[start Input for this task]
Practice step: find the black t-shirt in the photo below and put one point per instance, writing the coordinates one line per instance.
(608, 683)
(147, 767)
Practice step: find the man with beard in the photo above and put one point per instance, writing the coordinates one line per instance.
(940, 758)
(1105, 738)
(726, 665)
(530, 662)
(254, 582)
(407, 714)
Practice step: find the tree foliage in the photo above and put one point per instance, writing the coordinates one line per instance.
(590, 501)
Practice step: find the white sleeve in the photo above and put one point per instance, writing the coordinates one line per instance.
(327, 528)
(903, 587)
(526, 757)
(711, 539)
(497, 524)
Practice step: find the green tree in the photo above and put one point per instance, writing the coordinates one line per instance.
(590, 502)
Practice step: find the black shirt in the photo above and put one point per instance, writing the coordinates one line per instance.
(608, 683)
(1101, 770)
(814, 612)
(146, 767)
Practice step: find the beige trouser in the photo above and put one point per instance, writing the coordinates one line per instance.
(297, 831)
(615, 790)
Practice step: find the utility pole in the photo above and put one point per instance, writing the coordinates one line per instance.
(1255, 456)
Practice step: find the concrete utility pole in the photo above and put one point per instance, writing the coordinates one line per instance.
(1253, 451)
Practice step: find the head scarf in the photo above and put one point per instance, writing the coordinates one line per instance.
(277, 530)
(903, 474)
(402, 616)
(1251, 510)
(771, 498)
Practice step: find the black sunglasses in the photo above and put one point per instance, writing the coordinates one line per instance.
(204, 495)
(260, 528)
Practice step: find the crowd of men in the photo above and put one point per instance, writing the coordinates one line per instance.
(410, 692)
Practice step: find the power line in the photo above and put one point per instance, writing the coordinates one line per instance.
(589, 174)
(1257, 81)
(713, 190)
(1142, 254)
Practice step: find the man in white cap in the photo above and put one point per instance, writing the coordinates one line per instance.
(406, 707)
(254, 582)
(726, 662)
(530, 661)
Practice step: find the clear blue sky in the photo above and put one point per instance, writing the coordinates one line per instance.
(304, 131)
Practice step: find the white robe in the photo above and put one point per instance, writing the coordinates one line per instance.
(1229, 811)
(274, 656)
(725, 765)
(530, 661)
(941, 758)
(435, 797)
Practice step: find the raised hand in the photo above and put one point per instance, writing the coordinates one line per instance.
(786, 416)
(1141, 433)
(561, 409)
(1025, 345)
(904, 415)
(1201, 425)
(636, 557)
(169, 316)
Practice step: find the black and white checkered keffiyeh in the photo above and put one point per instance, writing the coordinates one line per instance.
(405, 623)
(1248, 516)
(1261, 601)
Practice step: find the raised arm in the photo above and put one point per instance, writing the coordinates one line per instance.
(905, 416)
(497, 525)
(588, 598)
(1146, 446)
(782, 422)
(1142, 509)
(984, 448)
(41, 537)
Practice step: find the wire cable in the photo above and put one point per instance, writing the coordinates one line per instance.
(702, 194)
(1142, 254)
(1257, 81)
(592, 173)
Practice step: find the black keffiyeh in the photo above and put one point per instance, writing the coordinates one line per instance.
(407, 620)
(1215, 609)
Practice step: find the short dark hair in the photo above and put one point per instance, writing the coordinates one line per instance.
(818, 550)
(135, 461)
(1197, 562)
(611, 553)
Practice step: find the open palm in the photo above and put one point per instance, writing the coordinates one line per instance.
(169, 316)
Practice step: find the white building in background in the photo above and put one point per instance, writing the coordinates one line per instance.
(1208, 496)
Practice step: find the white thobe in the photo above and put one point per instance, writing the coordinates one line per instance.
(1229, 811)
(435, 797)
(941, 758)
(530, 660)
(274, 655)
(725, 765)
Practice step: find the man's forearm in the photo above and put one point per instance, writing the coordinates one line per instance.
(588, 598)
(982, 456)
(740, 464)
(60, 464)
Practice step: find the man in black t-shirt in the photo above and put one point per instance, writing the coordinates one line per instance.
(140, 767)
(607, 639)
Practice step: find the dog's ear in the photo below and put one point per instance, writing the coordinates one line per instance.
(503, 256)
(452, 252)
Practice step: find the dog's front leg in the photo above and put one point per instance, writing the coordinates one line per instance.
[end Input for this task]
What is being asked:
Starting at the line that contains "Practice step: find the raised arm", repeat each line exactly through the last one in the listing. Include both of those lines and nothing more.

Task response:
Practice step: find the raised arm in the photo above and put one point per instance, writing the coordinates one line per instance.
(905, 416)
(497, 525)
(588, 598)
(1146, 446)
(782, 422)
(1142, 509)
(984, 448)
(41, 537)
Practice step: find the wire cable in the photo above and put one point per instance, writing the coordinates one line per instance.
(702, 194)
(1142, 254)
(1257, 81)
(592, 173)
Practice step: find the black keffiyeh in the photo above and put one point per instance, writing the coordinates one line per instance.
(407, 620)
(1215, 609)
Practice step: find the short dark hair in the photo above and put one point per instance, writing the coordinates one line per instance.
(818, 550)
(135, 461)
(1197, 562)
(611, 553)
Practice step: find the open palm in the photo above and put one point per instance, writing the coordinates one line per instance.
(169, 316)
Practice step: find the white building in background in the photo above and put one point per instance, writing the coordinates one line per instance.
(1208, 496)
Practice step: find the white thobe in the photo above and put one point per instance, writing the coordinates one line per instance.
(1229, 811)
(435, 797)
(941, 758)
(530, 660)
(274, 655)
(725, 765)
Practice step: find the man's forearm in the photo above and put one point per instance, writing the coordinates one line per instance.
(588, 598)
(982, 456)
(740, 464)
(60, 464)
Practice step: find the man in black t-shirt in the photo above and put one point per instance, writing the coordinates one line per instance.
(140, 767)
(607, 639)
Practice step: find the dog's ear in the photo below and put one point per instance, writing the coordinates one line per instance.
(503, 256)
(452, 252)
Practice step: find the dog's front leg in the photo above and put one point per instance, writing the coordinates one line per instance.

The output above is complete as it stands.